Task instructions: Nothing but the lines from the one containing "Reviewer note: check that every instance of the bare" through the last line of the data below should be returned, each exactly as it stands, pictures excluded.

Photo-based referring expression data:
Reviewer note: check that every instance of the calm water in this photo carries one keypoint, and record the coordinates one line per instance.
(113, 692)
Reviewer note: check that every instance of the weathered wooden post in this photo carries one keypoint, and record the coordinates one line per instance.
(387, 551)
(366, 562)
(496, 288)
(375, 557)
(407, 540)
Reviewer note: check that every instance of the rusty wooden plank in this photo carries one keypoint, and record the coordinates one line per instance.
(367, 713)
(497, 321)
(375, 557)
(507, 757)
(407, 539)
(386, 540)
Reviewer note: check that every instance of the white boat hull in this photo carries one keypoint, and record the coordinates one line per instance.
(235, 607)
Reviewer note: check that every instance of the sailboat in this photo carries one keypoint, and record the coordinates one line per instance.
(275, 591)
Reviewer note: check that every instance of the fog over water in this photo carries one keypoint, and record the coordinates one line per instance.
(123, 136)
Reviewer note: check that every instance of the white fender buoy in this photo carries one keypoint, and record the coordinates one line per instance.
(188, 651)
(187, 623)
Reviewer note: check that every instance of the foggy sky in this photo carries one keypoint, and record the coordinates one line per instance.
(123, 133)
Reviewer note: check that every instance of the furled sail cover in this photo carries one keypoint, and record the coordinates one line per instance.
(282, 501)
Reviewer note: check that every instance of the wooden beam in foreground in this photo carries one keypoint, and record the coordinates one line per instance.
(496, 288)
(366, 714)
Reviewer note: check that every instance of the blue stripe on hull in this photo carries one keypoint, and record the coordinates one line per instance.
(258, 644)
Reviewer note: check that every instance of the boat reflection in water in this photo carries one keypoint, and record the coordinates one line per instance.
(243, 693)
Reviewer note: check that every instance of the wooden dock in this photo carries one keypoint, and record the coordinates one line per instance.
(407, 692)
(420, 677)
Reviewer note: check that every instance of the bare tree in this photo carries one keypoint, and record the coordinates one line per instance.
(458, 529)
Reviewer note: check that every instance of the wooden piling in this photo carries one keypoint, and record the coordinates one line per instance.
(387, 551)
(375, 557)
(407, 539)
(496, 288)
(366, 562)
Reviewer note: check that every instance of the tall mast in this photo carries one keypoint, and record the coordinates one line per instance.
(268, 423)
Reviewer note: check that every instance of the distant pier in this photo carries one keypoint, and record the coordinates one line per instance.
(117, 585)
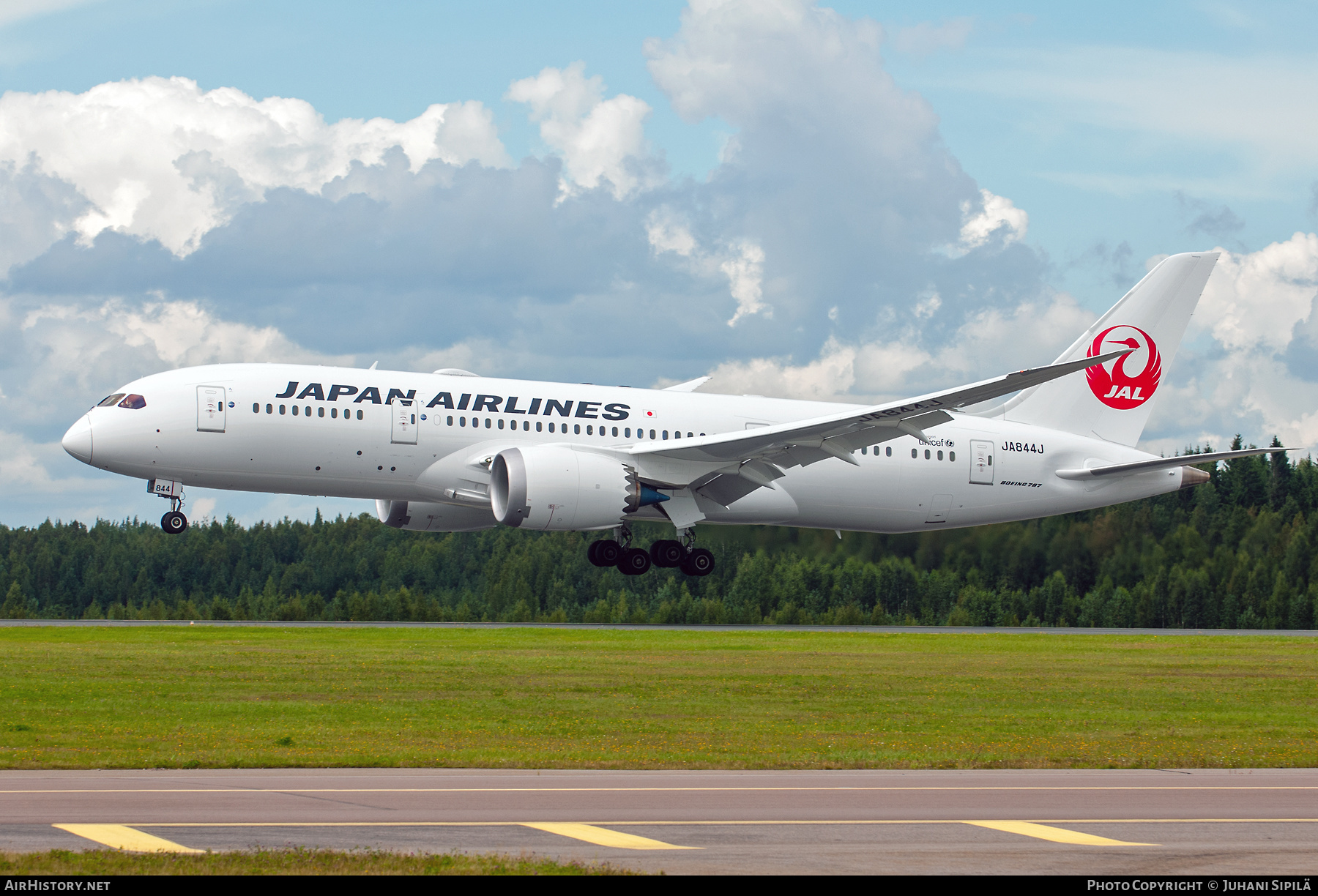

Output for this task:
Reviewer note: check that every instance of the bare tree in this photo carries one keypoint, and record the coordinates one line per instance.
(458, 529)
Reviewer note: check that every instance of the wooden piling in this photo carries one keypoint, and record the coordinates one line per instance.
(387, 551)
(375, 557)
(407, 539)
(496, 288)
(366, 562)
Reviewer note: check that every instance of the tall mast in this photo carries one keypoint, and record the coordinates one line per instance.
(268, 423)
Reviewer note: check that every instance of the distant pier in this photo carries one keypoint, and record the coordinates one line per instance.
(117, 585)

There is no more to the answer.